» Excerpt to read
- - - -

To: "Harold Fuchs" <[EMAIL PROTECTED]>
Cc: <[email protected]>
Sent: Thursday, February 24, 2005 2:46 PM
Subject: Re: Audio?
Not with Win2K Pro. However, if the remote machine is WinXP Pro, or Windows Server 2003, you can use Remote Desktop (RDP) to log in remotely. This not only brings the sounds locally, but you will have direct access to both the local and remote drives for file transfer, and printing from applications on the remote box can go to your local printer.
Another point, however, is that VNC and RDP do not play well together...
rdp is pretty slick, and has one monumental important feature that until rdp only vnc had, a plain text, autoloading, config file.
ie: you can have a cgi on a web site that generates vnc (or rdp) config files that the user can "click on" and boom they are in. Awsome for getting into remote sites that have dhcp dsl/cable connections and easier & more reliable than dyndns, sort of home grown dyndns without bothering with DNS at all. Remote machine just sends a little netcat or wget request to trigger a the cgi from cron or windows scheduler, cgi overwrites a index.html and one or more .vnc files in a per-customer directory in htdocs. Then you have a web page that has a "login" button that always works, with no dyndns.org and the cron job is much lighter simpler and thus more reliable than any of the dyndns updaters I ever saw. I've been using tightvnc and this cgi to give myself convenient access to all my clients for years. Can't do any such thing with pcanywhere. Only recently I discovered rdp has a plain text config file that auto-launches the client just like tightvnc's .vnc files. This means you can do the same thing with rdp and no need to install extra software most of the time.

- - - -

» Data excerpt
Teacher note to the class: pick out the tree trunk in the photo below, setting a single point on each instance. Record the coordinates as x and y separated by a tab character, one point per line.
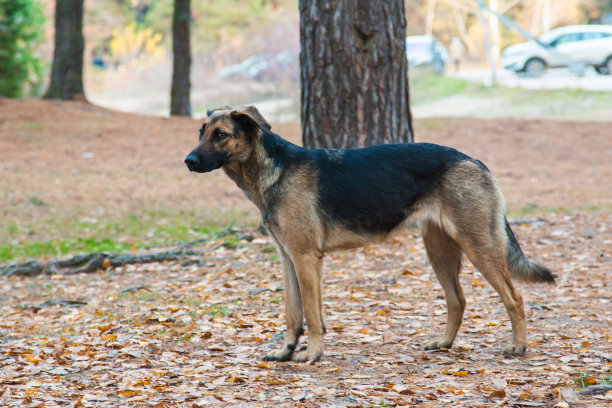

- - - -

» Do this
Which Windows versions does the email name?

» Completed task
- Win2K Pro
- WinXP Pro
- Windows Server 2003